── Task data ──

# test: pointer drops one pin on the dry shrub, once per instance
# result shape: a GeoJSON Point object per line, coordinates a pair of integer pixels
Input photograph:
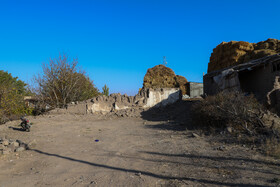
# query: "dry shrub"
{"type": "Point", "coordinates": [272, 147]}
{"type": "Point", "coordinates": [228, 109]}
{"type": "Point", "coordinates": [249, 120]}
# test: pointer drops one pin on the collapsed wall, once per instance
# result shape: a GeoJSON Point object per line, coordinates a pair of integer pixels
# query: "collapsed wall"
{"type": "Point", "coordinates": [161, 87]}
{"type": "Point", "coordinates": [233, 53]}
{"type": "Point", "coordinates": [146, 98]}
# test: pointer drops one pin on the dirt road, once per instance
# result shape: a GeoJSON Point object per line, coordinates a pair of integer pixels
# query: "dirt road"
{"type": "Point", "coordinates": [69, 150]}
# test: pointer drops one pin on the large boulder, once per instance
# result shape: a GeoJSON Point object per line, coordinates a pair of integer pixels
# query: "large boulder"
{"type": "Point", "coordinates": [233, 53]}
{"type": "Point", "coordinates": [161, 76]}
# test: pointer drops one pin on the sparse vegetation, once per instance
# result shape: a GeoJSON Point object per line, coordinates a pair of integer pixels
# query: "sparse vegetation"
{"type": "Point", "coordinates": [105, 90]}
{"type": "Point", "coordinates": [246, 118]}
{"type": "Point", "coordinates": [62, 82]}
{"type": "Point", "coordinates": [12, 92]}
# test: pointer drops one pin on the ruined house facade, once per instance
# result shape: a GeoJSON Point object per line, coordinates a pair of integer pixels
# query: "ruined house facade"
{"type": "Point", "coordinates": [256, 77]}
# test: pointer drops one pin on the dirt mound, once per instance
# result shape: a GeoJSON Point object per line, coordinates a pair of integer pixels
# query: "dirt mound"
{"type": "Point", "coordinates": [8, 146]}
{"type": "Point", "coordinates": [233, 53]}
{"type": "Point", "coordinates": [161, 76]}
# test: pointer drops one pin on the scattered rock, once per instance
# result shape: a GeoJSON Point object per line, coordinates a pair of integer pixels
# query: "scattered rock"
{"type": "Point", "coordinates": [15, 144]}
{"type": "Point", "coordinates": [20, 149]}
{"type": "Point", "coordinates": [195, 135]}
{"type": "Point", "coordinates": [229, 129]}
{"type": "Point", "coordinates": [5, 142]}
{"type": "Point", "coordinates": [6, 151]}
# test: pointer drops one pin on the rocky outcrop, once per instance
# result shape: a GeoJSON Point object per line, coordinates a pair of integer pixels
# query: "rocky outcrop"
{"type": "Point", "coordinates": [233, 53]}
{"type": "Point", "coordinates": [161, 76]}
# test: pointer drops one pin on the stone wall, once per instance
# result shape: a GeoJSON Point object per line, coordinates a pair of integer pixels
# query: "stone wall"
{"type": "Point", "coordinates": [233, 53]}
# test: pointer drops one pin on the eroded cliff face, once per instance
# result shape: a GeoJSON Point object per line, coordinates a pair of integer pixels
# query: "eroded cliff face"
{"type": "Point", "coordinates": [161, 76]}
{"type": "Point", "coordinates": [233, 53]}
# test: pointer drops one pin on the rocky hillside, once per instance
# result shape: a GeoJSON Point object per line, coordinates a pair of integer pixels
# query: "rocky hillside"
{"type": "Point", "coordinates": [161, 76]}
{"type": "Point", "coordinates": [233, 53]}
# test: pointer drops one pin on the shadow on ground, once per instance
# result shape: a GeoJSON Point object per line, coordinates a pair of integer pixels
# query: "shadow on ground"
{"type": "Point", "coordinates": [175, 116]}
{"type": "Point", "coordinates": [17, 129]}
{"type": "Point", "coordinates": [146, 173]}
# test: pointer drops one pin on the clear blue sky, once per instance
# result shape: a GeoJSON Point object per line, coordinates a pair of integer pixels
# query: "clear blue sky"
{"type": "Point", "coordinates": [117, 41]}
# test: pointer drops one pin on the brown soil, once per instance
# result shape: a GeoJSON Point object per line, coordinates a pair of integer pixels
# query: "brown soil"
{"type": "Point", "coordinates": [130, 152]}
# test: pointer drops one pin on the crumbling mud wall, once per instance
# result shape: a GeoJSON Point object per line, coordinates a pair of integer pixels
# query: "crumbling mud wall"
{"type": "Point", "coordinates": [161, 87]}
{"type": "Point", "coordinates": [102, 104]}
{"type": "Point", "coordinates": [233, 53]}
{"type": "Point", "coordinates": [145, 99]}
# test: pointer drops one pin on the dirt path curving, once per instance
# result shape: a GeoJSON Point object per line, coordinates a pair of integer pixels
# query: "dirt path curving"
{"type": "Point", "coordinates": [130, 152]}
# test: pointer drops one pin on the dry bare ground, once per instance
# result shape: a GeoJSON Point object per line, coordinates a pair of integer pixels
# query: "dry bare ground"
{"type": "Point", "coordinates": [130, 152]}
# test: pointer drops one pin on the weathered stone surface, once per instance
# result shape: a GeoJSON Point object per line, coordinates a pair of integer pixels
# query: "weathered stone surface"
{"type": "Point", "coordinates": [161, 76]}
{"type": "Point", "coordinates": [6, 151]}
{"type": "Point", "coordinates": [5, 142]}
{"type": "Point", "coordinates": [20, 149]}
{"type": "Point", "coordinates": [233, 53]}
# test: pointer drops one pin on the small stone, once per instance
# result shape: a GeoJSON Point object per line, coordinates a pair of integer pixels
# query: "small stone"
{"type": "Point", "coordinates": [5, 142]}
{"type": "Point", "coordinates": [20, 149]}
{"type": "Point", "coordinates": [6, 151]}
{"type": "Point", "coordinates": [229, 129]}
{"type": "Point", "coordinates": [15, 144]}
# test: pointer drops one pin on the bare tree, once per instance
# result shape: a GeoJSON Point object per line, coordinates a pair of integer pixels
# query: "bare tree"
{"type": "Point", "coordinates": [62, 82]}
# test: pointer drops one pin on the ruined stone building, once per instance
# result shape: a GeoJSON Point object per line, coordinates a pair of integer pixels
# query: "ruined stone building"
{"type": "Point", "coordinates": [245, 67]}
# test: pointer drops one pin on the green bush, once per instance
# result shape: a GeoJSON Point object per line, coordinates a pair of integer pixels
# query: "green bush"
{"type": "Point", "coordinates": [63, 82]}
{"type": "Point", "coordinates": [12, 92]}
{"type": "Point", "coordinates": [105, 90]}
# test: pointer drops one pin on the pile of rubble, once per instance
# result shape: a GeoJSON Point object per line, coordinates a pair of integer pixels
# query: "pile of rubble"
{"type": "Point", "coordinates": [161, 76]}
{"type": "Point", "coordinates": [233, 53]}
{"type": "Point", "coordinates": [8, 146]}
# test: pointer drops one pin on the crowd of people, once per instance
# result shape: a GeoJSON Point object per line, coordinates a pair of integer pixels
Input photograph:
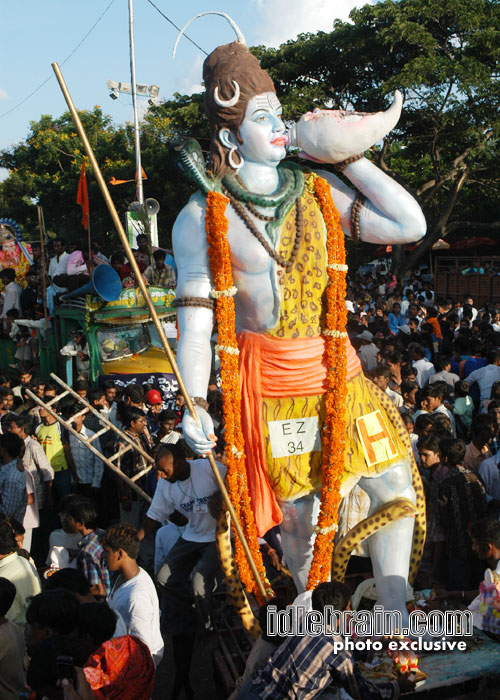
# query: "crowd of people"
{"type": "Point", "coordinates": [90, 569]}
{"type": "Point", "coordinates": [65, 268]}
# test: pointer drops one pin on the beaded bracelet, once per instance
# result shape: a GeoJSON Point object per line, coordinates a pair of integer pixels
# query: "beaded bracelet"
{"type": "Point", "coordinates": [340, 167]}
{"type": "Point", "coordinates": [357, 205]}
{"type": "Point", "coordinates": [194, 301]}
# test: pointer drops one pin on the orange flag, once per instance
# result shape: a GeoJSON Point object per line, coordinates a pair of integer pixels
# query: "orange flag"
{"type": "Point", "coordinates": [114, 181]}
{"type": "Point", "coordinates": [82, 197]}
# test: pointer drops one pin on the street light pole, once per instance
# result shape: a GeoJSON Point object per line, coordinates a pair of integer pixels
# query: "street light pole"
{"type": "Point", "coordinates": [138, 165]}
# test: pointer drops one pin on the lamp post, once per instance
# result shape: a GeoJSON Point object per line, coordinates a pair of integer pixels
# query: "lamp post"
{"type": "Point", "coordinates": [138, 165]}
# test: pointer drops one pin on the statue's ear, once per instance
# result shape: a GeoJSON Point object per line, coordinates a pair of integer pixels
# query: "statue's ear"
{"type": "Point", "coordinates": [227, 139]}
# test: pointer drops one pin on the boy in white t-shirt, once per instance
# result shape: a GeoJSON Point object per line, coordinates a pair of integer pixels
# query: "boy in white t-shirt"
{"type": "Point", "coordinates": [189, 573]}
{"type": "Point", "coordinates": [133, 594]}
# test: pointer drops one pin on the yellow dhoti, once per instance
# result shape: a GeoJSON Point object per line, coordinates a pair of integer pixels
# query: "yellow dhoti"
{"type": "Point", "coordinates": [282, 377]}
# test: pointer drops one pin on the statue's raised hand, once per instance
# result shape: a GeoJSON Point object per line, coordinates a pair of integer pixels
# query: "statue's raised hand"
{"type": "Point", "coordinates": [331, 136]}
{"type": "Point", "coordinates": [200, 438]}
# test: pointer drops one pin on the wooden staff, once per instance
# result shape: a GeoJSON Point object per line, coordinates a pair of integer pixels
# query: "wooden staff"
{"type": "Point", "coordinates": [155, 319]}
{"type": "Point", "coordinates": [91, 447]}
{"type": "Point", "coordinates": [41, 226]}
{"type": "Point", "coordinates": [102, 418]}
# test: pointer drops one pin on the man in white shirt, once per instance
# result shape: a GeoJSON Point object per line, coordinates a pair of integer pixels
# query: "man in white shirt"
{"type": "Point", "coordinates": [486, 376]}
{"type": "Point", "coordinates": [443, 374]}
{"type": "Point", "coordinates": [381, 376]}
{"type": "Point", "coordinates": [89, 467]}
{"type": "Point", "coordinates": [423, 367]}
{"type": "Point", "coordinates": [187, 487]}
{"type": "Point", "coordinates": [12, 296]}
{"type": "Point", "coordinates": [133, 595]}
{"type": "Point", "coordinates": [190, 571]}
{"type": "Point", "coordinates": [490, 474]}
{"type": "Point", "coordinates": [485, 535]}
{"type": "Point", "coordinates": [368, 351]}
{"type": "Point", "coordinates": [19, 571]}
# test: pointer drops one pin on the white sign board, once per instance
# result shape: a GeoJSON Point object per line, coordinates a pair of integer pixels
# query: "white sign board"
{"type": "Point", "coordinates": [294, 437]}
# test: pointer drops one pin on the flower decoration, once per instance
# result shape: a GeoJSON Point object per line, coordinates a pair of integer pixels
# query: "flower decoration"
{"type": "Point", "coordinates": [216, 226]}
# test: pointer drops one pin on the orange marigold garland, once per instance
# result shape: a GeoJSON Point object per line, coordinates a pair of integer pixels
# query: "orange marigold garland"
{"type": "Point", "coordinates": [216, 226]}
{"type": "Point", "coordinates": [336, 357]}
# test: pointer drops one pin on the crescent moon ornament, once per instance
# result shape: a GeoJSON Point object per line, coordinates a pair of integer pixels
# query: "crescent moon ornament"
{"type": "Point", "coordinates": [227, 103]}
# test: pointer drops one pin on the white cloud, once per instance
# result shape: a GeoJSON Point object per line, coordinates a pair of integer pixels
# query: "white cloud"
{"type": "Point", "coordinates": [280, 20]}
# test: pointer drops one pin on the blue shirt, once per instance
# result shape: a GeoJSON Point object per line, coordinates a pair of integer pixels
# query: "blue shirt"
{"type": "Point", "coordinates": [13, 494]}
{"type": "Point", "coordinates": [91, 560]}
{"type": "Point", "coordinates": [303, 666]}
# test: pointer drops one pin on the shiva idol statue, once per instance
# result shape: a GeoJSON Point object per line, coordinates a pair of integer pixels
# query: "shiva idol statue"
{"type": "Point", "coordinates": [262, 244]}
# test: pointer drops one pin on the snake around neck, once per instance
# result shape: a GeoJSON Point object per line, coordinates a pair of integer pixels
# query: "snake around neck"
{"type": "Point", "coordinates": [192, 162]}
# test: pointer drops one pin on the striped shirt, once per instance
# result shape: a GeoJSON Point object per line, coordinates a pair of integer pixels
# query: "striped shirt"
{"type": "Point", "coordinates": [13, 494]}
{"type": "Point", "coordinates": [91, 559]}
{"type": "Point", "coordinates": [35, 461]}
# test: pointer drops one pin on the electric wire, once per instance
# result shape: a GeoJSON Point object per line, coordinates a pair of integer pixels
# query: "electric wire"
{"type": "Point", "coordinates": [62, 64]}
{"type": "Point", "coordinates": [178, 28]}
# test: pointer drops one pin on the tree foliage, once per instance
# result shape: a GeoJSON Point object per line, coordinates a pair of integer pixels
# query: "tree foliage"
{"type": "Point", "coordinates": [443, 56]}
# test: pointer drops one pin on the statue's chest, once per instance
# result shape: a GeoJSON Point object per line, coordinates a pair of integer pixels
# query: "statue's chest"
{"type": "Point", "coordinates": [248, 255]}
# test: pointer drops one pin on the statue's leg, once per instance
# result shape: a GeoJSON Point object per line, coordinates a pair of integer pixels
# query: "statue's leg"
{"type": "Point", "coordinates": [390, 548]}
{"type": "Point", "coordinates": [297, 535]}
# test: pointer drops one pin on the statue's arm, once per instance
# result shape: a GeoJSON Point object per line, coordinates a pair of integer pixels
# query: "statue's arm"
{"type": "Point", "coordinates": [389, 214]}
{"type": "Point", "coordinates": [194, 281]}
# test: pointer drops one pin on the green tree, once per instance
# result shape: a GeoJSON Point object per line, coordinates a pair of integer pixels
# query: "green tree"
{"type": "Point", "coordinates": [444, 57]}
{"type": "Point", "coordinates": [45, 169]}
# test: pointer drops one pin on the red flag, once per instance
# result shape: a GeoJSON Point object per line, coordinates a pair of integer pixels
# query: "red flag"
{"type": "Point", "coordinates": [82, 197]}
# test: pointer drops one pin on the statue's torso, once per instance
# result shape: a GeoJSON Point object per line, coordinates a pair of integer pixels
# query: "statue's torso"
{"type": "Point", "coordinates": [270, 299]}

───

### Goal of the exercise
Without the pictures, write out the lines from the beginning of the entries through the line with "# test: pointer drops one pin on the large".

### Your response
# test: pointer drops one pin on the dry shrub, once per instance
# result shape: a GeoJSON Point object per line, coordinates a pair of integer pixels
Input photograph:
# query: "dry shrub"
{"type": "Point", "coordinates": [272, 147]}
{"type": "Point", "coordinates": [228, 109]}
{"type": "Point", "coordinates": [249, 120]}
# test: pointer drops one pin on the collapsed wall, once per instance
# result shape: a GeoJSON Point object per line, coordinates a pair of integer pixels
# query: "collapsed wall"
{"type": "Point", "coordinates": [161, 87]}
{"type": "Point", "coordinates": [233, 53]}
{"type": "Point", "coordinates": [146, 98]}
# test: pointer drops one pin on the dirt road, once per instance
# result shape: a GeoJSON Point object per line, coordinates a pair of integer pixels
# query: "dirt road"
{"type": "Point", "coordinates": [69, 150]}
# test: pointer drops one pin on the large boulder, once per instance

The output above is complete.